**Assignment:** Reproduce the data that follows in its entirety, character for character.

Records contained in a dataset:

━━━━━━━━━━━━━━━━━━━━

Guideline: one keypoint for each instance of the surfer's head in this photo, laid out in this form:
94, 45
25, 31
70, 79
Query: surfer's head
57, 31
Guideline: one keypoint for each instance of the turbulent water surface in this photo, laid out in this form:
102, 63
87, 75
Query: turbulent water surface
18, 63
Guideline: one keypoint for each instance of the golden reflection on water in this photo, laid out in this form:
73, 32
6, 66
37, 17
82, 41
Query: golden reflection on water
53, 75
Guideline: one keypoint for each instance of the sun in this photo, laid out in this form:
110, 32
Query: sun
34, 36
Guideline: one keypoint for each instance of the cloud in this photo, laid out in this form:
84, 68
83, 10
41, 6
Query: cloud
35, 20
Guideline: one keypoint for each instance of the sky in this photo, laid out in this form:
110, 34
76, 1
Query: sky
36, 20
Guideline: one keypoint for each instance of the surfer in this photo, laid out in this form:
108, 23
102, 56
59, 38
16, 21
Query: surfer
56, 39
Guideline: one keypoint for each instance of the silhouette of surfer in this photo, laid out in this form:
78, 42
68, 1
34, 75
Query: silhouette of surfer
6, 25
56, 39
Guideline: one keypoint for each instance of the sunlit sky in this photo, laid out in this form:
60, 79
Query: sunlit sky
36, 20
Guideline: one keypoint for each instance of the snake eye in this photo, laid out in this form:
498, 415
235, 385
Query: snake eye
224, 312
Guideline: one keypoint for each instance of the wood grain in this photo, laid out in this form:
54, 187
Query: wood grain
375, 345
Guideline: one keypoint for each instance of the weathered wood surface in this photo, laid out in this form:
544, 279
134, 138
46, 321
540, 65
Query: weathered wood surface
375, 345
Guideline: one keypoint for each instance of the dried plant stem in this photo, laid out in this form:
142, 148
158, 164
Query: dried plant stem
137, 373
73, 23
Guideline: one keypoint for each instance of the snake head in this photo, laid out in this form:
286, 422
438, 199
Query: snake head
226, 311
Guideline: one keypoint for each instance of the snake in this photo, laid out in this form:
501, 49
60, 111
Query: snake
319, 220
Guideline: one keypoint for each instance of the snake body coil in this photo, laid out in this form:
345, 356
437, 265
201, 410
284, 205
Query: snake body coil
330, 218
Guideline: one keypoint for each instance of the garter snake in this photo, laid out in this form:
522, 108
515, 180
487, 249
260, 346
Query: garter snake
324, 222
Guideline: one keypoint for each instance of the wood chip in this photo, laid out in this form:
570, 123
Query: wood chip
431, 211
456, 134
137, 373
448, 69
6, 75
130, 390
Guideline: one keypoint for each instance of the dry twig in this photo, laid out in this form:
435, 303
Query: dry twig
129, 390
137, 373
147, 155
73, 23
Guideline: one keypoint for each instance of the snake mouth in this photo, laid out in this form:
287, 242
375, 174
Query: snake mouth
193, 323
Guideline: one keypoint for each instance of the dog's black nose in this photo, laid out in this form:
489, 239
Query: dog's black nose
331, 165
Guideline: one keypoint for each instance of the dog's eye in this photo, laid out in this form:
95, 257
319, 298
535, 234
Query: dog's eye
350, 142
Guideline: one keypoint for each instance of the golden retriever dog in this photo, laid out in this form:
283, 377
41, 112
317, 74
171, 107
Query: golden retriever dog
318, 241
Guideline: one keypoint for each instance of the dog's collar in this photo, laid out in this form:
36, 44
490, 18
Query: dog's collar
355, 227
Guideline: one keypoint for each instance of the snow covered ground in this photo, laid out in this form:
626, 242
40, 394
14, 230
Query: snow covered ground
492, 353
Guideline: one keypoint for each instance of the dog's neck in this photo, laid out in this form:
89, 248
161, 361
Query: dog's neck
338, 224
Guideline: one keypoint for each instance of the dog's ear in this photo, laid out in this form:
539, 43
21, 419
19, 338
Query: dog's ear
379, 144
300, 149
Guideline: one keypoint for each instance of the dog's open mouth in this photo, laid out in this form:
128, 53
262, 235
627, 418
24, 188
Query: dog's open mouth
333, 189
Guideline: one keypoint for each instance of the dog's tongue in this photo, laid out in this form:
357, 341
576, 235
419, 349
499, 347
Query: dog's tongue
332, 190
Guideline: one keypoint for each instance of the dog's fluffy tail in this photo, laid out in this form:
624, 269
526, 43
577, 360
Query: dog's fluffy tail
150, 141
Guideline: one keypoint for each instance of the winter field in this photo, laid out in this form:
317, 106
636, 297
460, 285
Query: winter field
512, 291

━━━━━━━━━━━━━━━━━━━━

**Task answer:**
Guideline: one keypoint for each instance of the surfer's head in this photo, laid out in this form:
94, 45
25, 31
70, 79
Query: surfer's head
57, 31
Guideline: one keypoint for each instance of the turbulent water surface in this photo, laid out in this form:
102, 63
87, 75
Query: turbulent water surface
18, 63
Guideline: one keypoint for each instance of the golden reflection on water in this photo, laid out in this form:
73, 32
6, 66
37, 17
82, 41
Query: golden reflection on water
53, 75
Guideline: one keypoint for each instance of the sun in this photo, laid out in this form:
110, 32
Query: sun
34, 36
Guideline: one keypoint for each instance of the cloud in this photo, laid out in this form:
84, 68
83, 10
41, 6
Query: cloud
35, 20
Guideline: one keypoint for each instance of the sky in this photo, laid out in this form:
110, 34
76, 1
Query: sky
36, 20
Guideline: one keypoint for each instance of the surfer in this photo, laid out in this form:
108, 23
102, 56
59, 38
16, 21
Query: surfer
56, 39
Guideline: one keypoint for each instance of the silhouette of surfer in this photo, laid out in this form:
78, 42
68, 1
34, 75
Query: silhouette of surfer
6, 25
56, 39
Guideline: one keypoint for each instance of the sunlit sky in this photo, laid out in this form:
60, 79
Query: sunlit sky
36, 20
Guideline: one keypoint for each instance of the snake eye in this photo, laid out in this form:
498, 415
235, 385
Query: snake eye
224, 312
Guideline: one keypoint for each instance of the wood grain in this photo, laid out in this form:
54, 187
Query: wood grain
375, 345
Guideline: one keypoint for each instance of the weathered wood surface in this photo, laid out in this form:
544, 279
134, 138
46, 321
540, 65
Query: weathered wood surface
375, 345
Guideline: one keypoint for each instance of the dried plant stem in this photo, laid out in this form:
142, 148
158, 164
Query: dried plant stem
137, 373
73, 23
Guideline: one keypoint for each instance of the snake head in this photo, laid out in this form:
286, 422
438, 199
Query: snake head
226, 311
Guideline: one keypoint for each instance of the snake in this photo, laid out in this form:
501, 49
60, 111
Query: snake
319, 220
Guideline: one keypoint for each instance of the snake body coil in this photo, laid out in this form:
345, 356
437, 265
201, 410
284, 205
Query: snake body coil
330, 218
Guideline: one keypoint for each instance of the garter snake in this photo, laid out in this form:
522, 108
515, 180
487, 249
260, 346
Query: garter snake
324, 222
Guideline: one keypoint for each instance of the wood chip in this photo, laid out in this form:
570, 123
Query: wood chip
431, 211
456, 134
137, 373
448, 69
6, 75
130, 390
Guideline: one keypoint for each instance of the dry twig in this photo, laid out in this form:
435, 303
Query: dry twig
129, 390
137, 373
147, 155
73, 23
Guideline: one keypoint for each instance of the snake mouth in this photo, laid out in this form:
287, 242
375, 174
Query: snake mouth
193, 323
Guideline: one keypoint for each instance of the dog's black nose in this photo, laid out in this form:
489, 239
Query: dog's black nose
331, 165
Guideline: one keypoint for each instance of the dog's eye in this photo, laid out in this form:
95, 257
319, 298
535, 234
Query: dog's eye
350, 142
Guideline: one keypoint for each instance of the golden retriever dog in this photo, laid out in this form:
283, 377
41, 112
317, 74
171, 107
Query: golden retriever dog
318, 241
Guideline: one keypoint for each instance of the dog's collar in this photo, laid out in this form:
36, 44
490, 18
Query: dog's collar
355, 227
Guideline: one keypoint for each instance of the snow covered ground in this photo, laid out in this form:
626, 242
40, 394
14, 230
Query: snow covered ground
492, 353
Guideline: one keypoint for each instance of the dog's neck in this photo, laid out in this form:
89, 248
161, 361
Query: dog's neck
338, 224
Guideline: one keypoint for each instance of the dog's ear in this photo, laid out in this form:
539, 43
21, 419
19, 338
Query: dog's ear
379, 144
300, 149
Guideline: one keypoint for each instance of the dog's open mouth in this photo, laid out in this form:
128, 53
262, 235
627, 418
24, 188
Query: dog's open mouth
333, 189
Guideline: one keypoint for each instance of the dog's tongue in this photo, laid out in this form:
357, 341
576, 235
419, 349
499, 347
Query: dog's tongue
332, 190
Guideline: one keypoint for each instance of the dog's fluffy tail in this photo, laid out in this form:
624, 269
526, 43
577, 360
Query: dog's fluffy tail
150, 141
Guideline: one keypoint for each instance of the winter field in this photo, laid out in this form:
317, 106
636, 297
460, 285
Query: winter field
512, 291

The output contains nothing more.